== STORED DATA ==
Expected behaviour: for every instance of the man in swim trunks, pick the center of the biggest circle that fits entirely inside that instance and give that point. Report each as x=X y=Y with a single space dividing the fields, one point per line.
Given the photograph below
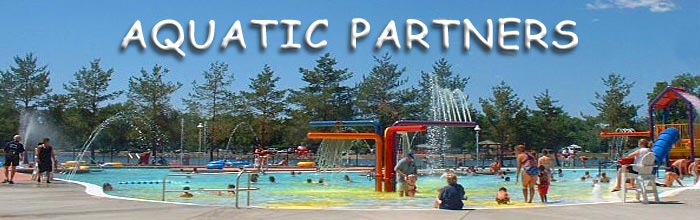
x=530 y=172
x=14 y=153
x=403 y=168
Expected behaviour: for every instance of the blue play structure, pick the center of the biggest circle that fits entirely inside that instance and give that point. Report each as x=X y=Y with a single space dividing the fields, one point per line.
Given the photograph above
x=220 y=164
x=663 y=145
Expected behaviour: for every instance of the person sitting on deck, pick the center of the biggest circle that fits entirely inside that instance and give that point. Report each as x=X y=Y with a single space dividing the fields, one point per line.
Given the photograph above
x=186 y=193
x=502 y=197
x=604 y=178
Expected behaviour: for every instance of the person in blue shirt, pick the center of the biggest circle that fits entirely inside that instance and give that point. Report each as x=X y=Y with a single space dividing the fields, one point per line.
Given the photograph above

== WHAT YOU WILL DO ==
Starting with the line that contains "Expected behaviour: for every instance of the person in", restate every line up to and including the last one above, exactly.

== YOUR SOLUTION ==
Expected behaviour: for every instance of the person in blue shirt, pick the center of the biggest circle that fits entirely inside that instance and give that point. Report each as x=X y=Y with a single space dividing the fields, one point per line.
Given the photograph above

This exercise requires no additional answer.